▶ DATA SHOWN:

<<<<

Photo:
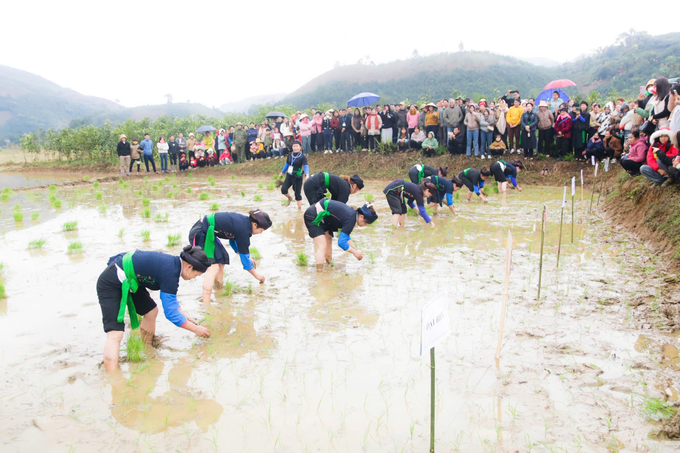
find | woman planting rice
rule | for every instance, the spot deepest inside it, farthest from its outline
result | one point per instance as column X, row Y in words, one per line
column 340, row 187
column 124, row 283
column 327, row 216
column 237, row 228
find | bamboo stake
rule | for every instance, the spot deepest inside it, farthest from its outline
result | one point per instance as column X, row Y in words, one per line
column 508, row 267
column 540, row 266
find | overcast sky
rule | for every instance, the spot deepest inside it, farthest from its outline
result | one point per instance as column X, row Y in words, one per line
column 214, row 52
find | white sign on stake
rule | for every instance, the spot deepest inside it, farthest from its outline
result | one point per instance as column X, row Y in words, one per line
column 435, row 325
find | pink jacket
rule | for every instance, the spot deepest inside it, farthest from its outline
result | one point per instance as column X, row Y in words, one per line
column 412, row 120
column 305, row 128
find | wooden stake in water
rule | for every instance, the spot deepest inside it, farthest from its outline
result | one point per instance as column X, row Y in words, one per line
column 508, row 268
column 432, row 400
column 559, row 244
column 583, row 217
column 540, row 265
column 594, row 185
column 573, row 192
column 606, row 170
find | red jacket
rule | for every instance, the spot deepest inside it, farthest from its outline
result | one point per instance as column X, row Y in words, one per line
column 563, row 125
column 668, row 147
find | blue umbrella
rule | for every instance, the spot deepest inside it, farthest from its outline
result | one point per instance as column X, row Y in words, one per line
column 363, row 99
column 205, row 129
column 547, row 96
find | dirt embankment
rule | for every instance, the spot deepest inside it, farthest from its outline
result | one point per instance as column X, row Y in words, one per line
column 368, row 166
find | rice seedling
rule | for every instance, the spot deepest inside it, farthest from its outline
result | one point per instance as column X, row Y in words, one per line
column 74, row 248
column 135, row 348
column 301, row 259
column 174, row 239
column 69, row 226
column 36, row 244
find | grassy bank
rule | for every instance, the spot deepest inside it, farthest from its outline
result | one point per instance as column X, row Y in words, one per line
column 368, row 166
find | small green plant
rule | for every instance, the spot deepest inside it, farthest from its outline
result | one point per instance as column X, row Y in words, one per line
column 74, row 248
column 302, row 259
column 174, row 239
column 69, row 226
column 135, row 348
column 36, row 244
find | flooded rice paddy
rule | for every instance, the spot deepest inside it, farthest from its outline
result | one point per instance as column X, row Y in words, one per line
column 330, row 361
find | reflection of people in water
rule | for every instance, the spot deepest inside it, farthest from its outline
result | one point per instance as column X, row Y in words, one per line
column 474, row 180
column 238, row 229
column 502, row 170
column 400, row 192
column 340, row 187
column 124, row 283
column 445, row 191
column 419, row 172
column 328, row 216
column 134, row 408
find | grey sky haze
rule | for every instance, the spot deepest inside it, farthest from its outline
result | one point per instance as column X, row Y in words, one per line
column 214, row 52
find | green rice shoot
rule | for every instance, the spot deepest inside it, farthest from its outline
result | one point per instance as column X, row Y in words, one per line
column 174, row 240
column 36, row 244
column 69, row 226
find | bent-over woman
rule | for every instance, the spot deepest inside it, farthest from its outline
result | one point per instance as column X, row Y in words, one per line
column 340, row 187
column 237, row 229
column 325, row 217
column 124, row 284
column 400, row 192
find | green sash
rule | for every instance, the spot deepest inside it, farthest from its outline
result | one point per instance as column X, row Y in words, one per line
column 130, row 285
column 209, row 247
column 323, row 214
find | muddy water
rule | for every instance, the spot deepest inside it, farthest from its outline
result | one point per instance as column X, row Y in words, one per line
column 329, row 361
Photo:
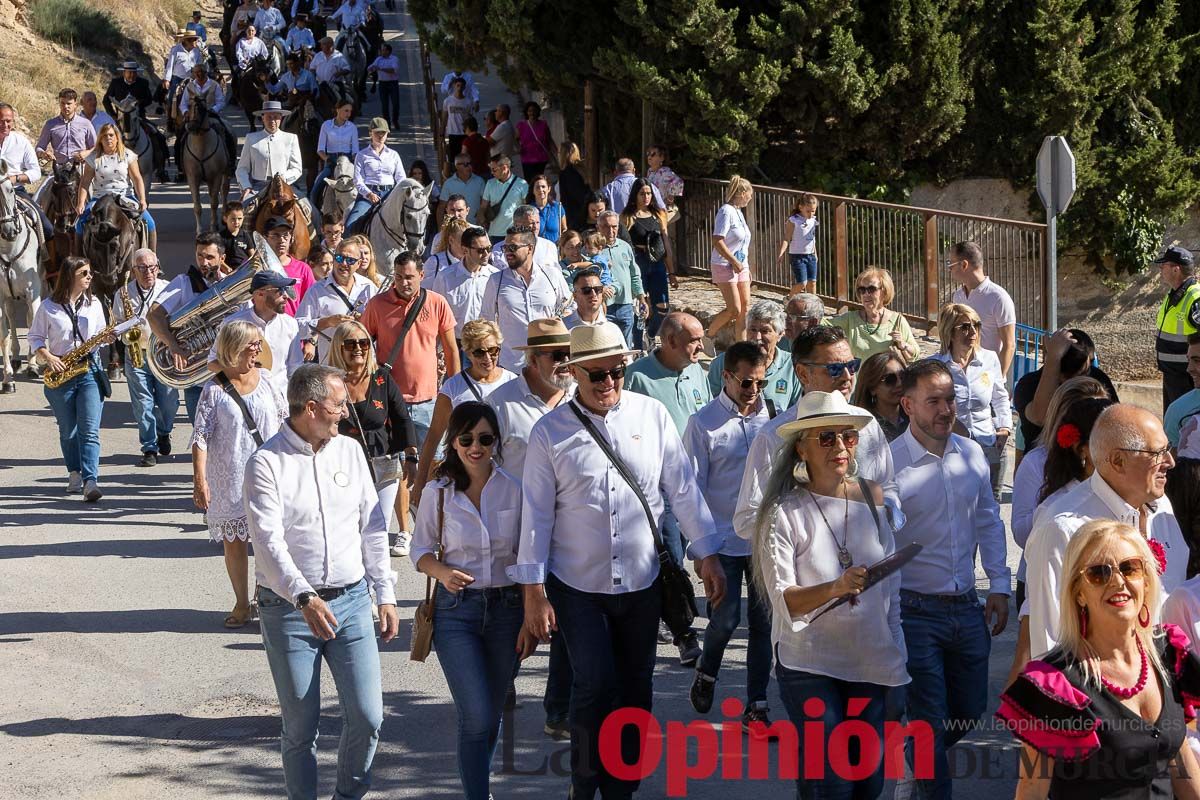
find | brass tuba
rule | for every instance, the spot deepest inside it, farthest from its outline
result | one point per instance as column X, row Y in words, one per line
column 196, row 324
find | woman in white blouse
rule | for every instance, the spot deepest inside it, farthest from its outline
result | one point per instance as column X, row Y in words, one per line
column 66, row 320
column 816, row 531
column 981, row 389
column 222, row 443
column 484, row 374
column 474, row 506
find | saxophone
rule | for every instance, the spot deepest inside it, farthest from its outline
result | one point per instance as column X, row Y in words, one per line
column 133, row 338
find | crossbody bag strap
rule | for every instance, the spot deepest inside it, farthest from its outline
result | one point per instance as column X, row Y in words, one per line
column 409, row 320
column 625, row 474
column 232, row 391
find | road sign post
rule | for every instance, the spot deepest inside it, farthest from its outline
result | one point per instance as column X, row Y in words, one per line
column 1056, row 186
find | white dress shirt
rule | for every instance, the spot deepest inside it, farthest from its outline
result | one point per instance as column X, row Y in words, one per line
column 19, row 156
column 517, row 409
column 511, row 304
column 481, row 542
column 859, row 643
column 718, row 441
column 265, row 155
column 582, row 522
column 463, row 290
column 949, row 509
column 1054, row 527
column 53, row 330
column 315, row 518
column 981, row 396
column 873, row 455
column 281, row 335
column 325, row 299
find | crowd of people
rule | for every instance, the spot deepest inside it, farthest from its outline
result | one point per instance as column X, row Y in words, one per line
column 521, row 413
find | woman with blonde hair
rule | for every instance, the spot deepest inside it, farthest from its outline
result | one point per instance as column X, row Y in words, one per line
column 873, row 328
column 481, row 377
column 729, row 260
column 238, row 410
column 1116, row 685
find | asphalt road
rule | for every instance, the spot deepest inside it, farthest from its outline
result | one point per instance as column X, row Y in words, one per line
column 119, row 680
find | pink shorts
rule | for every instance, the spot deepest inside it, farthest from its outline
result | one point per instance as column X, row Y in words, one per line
column 725, row 274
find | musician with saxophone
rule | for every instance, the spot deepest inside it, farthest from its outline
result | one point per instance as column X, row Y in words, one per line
column 65, row 334
column 154, row 402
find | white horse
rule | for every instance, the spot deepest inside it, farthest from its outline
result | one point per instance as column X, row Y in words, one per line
column 400, row 223
column 21, row 281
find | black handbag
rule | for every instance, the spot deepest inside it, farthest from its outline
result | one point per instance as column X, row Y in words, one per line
column 676, row 587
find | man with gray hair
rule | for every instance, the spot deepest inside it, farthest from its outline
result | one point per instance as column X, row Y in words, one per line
column 154, row 403
column 1132, row 457
column 766, row 326
column 321, row 543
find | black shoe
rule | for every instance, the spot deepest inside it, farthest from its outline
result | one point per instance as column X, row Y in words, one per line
column 702, row 690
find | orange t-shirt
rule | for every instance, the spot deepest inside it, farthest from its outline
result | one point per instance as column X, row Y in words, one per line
column 415, row 368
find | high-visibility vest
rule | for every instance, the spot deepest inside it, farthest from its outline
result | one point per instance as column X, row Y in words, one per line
column 1175, row 325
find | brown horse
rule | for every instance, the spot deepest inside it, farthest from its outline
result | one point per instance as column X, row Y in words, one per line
column 279, row 199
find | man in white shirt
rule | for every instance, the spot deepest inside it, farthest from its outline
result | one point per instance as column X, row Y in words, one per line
column 154, row 403
column 321, row 542
column 945, row 486
column 269, row 152
column 521, row 293
column 587, row 553
column 269, row 293
column 1132, row 457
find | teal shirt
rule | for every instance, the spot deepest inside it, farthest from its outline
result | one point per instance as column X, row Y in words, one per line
column 783, row 386
column 683, row 392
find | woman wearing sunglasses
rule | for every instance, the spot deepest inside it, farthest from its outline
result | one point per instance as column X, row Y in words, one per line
column 879, row 391
column 816, row 530
column 484, row 374
column 474, row 509
column 1103, row 715
column 873, row 328
column 981, row 389
column 378, row 416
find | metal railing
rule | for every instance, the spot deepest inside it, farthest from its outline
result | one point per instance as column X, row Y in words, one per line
column 856, row 234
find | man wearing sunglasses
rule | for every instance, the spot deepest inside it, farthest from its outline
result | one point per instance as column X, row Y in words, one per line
column 587, row 552
column 945, row 485
column 1132, row 456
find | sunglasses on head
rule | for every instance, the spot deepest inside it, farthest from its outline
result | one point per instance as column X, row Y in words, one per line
column 829, row 438
column 468, row 439
column 1098, row 575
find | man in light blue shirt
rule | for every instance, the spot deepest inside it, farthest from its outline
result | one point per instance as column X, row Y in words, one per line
column 945, row 487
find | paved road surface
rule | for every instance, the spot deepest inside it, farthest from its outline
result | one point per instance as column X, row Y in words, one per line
column 120, row 683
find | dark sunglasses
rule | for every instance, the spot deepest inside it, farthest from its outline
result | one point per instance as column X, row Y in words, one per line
column 1098, row 575
column 468, row 439
column 829, row 438
column 837, row 367
column 599, row 376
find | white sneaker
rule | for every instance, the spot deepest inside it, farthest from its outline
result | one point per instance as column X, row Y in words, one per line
column 400, row 549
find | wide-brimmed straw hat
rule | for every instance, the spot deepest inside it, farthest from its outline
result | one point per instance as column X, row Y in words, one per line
column 592, row 342
column 825, row 409
column 546, row 334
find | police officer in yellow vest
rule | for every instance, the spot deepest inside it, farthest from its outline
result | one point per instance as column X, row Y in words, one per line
column 1177, row 318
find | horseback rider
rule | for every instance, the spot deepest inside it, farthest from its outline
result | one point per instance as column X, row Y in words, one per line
column 269, row 152
column 377, row 169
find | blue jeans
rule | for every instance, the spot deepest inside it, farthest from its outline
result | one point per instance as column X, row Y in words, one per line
column 611, row 641
column 77, row 408
column 724, row 620
column 155, row 404
column 475, row 638
column 948, row 648
column 796, row 687
column 353, row 656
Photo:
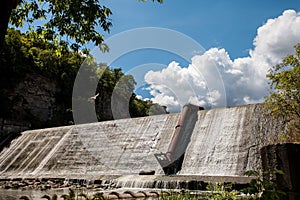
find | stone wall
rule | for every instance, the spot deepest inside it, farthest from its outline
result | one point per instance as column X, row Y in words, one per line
column 34, row 97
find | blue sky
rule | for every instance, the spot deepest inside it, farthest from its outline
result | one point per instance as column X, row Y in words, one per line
column 242, row 39
column 216, row 23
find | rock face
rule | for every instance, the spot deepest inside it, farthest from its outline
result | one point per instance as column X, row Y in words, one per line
column 224, row 142
column 35, row 95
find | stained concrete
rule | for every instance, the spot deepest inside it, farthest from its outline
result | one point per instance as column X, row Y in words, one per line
column 224, row 142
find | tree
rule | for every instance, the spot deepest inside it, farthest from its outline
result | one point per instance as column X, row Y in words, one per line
column 284, row 98
column 77, row 19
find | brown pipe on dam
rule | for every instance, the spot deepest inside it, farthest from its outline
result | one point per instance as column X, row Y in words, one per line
column 172, row 159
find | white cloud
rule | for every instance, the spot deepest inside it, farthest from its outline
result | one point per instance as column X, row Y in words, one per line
column 244, row 79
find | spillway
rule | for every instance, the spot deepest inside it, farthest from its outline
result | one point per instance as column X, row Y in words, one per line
column 224, row 142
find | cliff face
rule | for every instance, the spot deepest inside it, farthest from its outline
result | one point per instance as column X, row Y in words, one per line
column 224, row 141
column 34, row 96
column 31, row 102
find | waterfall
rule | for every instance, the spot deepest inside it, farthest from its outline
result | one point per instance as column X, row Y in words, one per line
column 223, row 142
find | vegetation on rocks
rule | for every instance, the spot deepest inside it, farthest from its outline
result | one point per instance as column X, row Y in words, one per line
column 284, row 99
column 33, row 54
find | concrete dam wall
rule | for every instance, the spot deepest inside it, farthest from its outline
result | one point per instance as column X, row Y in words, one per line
column 223, row 142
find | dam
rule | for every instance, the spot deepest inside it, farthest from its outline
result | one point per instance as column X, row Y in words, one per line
column 222, row 142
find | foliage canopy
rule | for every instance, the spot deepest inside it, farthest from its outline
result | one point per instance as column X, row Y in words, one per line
column 78, row 20
column 30, row 54
column 284, row 98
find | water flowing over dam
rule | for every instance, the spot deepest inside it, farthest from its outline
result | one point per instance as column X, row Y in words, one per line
column 223, row 142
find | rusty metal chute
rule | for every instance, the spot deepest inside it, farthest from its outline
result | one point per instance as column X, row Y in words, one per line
column 171, row 161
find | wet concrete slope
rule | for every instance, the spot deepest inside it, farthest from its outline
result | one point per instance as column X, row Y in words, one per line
column 223, row 142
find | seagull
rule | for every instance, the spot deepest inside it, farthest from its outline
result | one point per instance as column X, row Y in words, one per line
column 94, row 97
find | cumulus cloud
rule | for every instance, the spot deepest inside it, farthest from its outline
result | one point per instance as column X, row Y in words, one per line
column 213, row 79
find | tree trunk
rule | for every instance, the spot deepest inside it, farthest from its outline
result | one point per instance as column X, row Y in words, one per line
column 6, row 7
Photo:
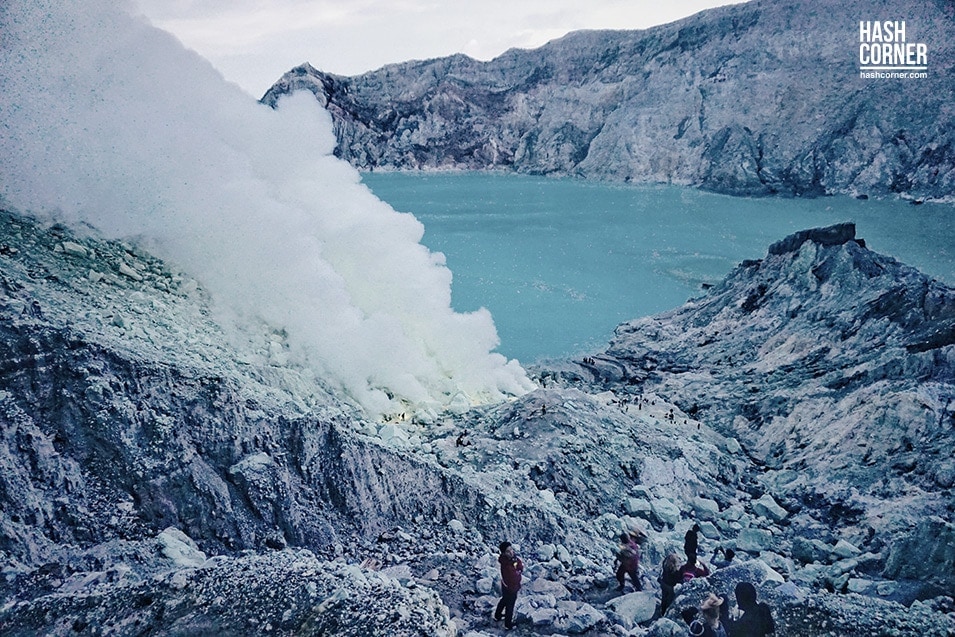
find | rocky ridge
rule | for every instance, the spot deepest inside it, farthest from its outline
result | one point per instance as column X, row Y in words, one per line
column 759, row 98
column 159, row 477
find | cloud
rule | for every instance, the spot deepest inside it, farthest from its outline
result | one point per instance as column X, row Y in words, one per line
column 110, row 121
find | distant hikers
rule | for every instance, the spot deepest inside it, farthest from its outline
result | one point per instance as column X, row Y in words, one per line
column 756, row 619
column 628, row 560
column 670, row 576
column 511, row 569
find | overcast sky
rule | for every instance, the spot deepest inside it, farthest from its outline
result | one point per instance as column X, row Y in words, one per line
column 253, row 42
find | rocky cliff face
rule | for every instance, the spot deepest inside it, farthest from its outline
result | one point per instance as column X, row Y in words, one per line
column 754, row 99
column 156, row 476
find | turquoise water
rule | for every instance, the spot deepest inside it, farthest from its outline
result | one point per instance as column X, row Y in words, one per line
column 560, row 263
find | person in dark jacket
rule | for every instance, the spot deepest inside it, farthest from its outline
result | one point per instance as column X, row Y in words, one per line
column 628, row 560
column 511, row 569
column 712, row 621
column 670, row 576
column 756, row 620
column 691, row 542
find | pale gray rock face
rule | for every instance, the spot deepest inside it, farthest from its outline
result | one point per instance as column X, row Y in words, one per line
column 156, row 476
column 833, row 366
column 755, row 99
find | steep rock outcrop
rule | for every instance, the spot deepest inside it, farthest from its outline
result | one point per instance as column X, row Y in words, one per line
column 753, row 99
column 834, row 366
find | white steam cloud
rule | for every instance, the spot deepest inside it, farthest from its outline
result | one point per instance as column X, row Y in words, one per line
column 107, row 120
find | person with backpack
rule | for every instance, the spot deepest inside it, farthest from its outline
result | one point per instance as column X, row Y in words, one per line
column 712, row 617
column 511, row 569
column 757, row 618
column 628, row 560
column 669, row 577
column 691, row 542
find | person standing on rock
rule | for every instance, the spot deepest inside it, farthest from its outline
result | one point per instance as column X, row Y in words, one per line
column 756, row 620
column 691, row 542
column 669, row 578
column 711, row 624
column 628, row 562
column 511, row 569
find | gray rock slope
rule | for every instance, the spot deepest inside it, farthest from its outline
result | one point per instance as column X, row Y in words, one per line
column 754, row 99
column 159, row 476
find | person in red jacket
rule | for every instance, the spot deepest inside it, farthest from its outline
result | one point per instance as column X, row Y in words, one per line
column 511, row 569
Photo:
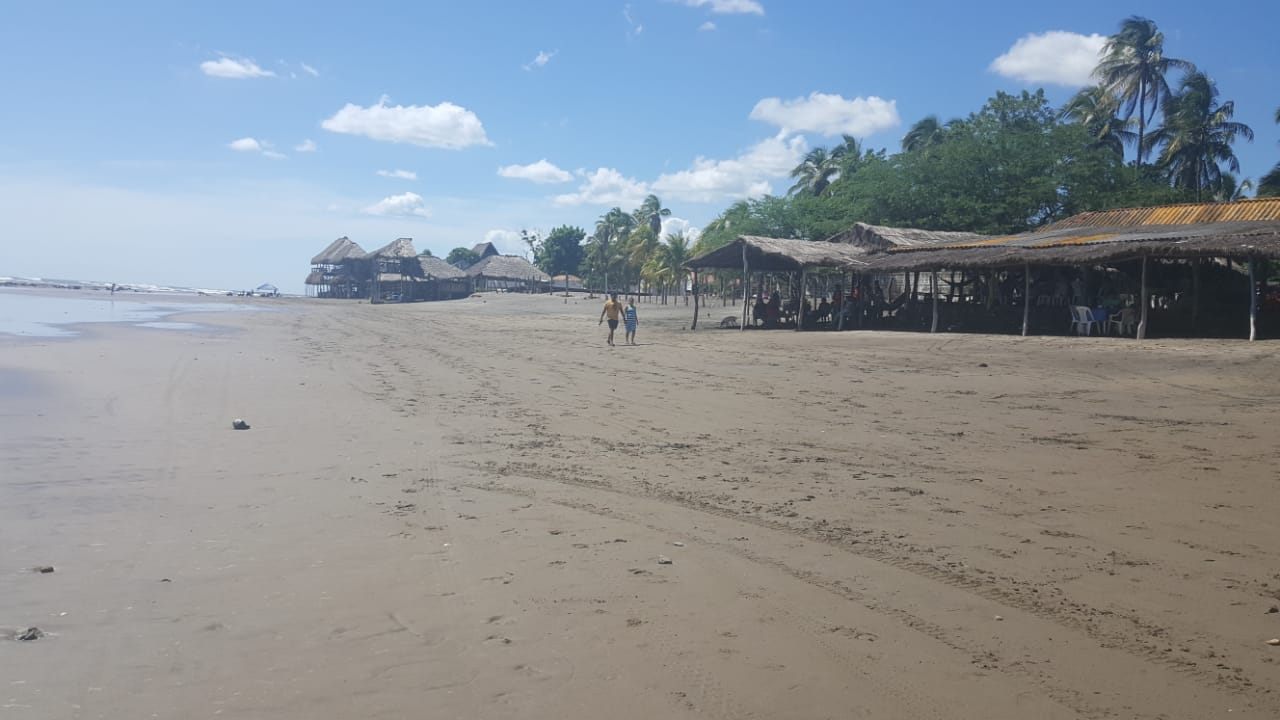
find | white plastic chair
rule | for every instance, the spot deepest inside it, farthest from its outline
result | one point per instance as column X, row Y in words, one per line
column 1123, row 322
column 1083, row 322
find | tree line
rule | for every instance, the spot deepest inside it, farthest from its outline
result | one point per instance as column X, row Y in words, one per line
column 1018, row 162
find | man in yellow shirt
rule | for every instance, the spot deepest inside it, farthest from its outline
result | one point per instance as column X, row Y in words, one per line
column 613, row 309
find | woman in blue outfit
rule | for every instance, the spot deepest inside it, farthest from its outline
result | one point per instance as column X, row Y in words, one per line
column 630, row 320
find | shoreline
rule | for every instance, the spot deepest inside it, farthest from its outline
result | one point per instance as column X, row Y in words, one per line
column 464, row 505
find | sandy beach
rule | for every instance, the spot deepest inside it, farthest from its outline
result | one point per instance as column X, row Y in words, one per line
column 466, row 510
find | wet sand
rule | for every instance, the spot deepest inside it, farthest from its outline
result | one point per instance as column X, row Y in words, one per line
column 457, row 510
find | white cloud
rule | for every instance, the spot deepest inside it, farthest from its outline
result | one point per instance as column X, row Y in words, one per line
column 671, row 226
column 539, row 172
column 745, row 176
column 506, row 241
column 828, row 114
column 233, row 68
column 398, row 174
column 606, row 186
column 542, row 59
column 405, row 205
column 426, row 126
column 246, row 145
column 1054, row 57
column 635, row 28
column 728, row 7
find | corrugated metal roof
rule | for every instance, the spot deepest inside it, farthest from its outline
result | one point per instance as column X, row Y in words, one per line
column 1257, row 209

>>>>

▶ ACTIVITY:
The count of lines above that contain "tree" is all that should be given.

▶ OUTPUT BELOW:
3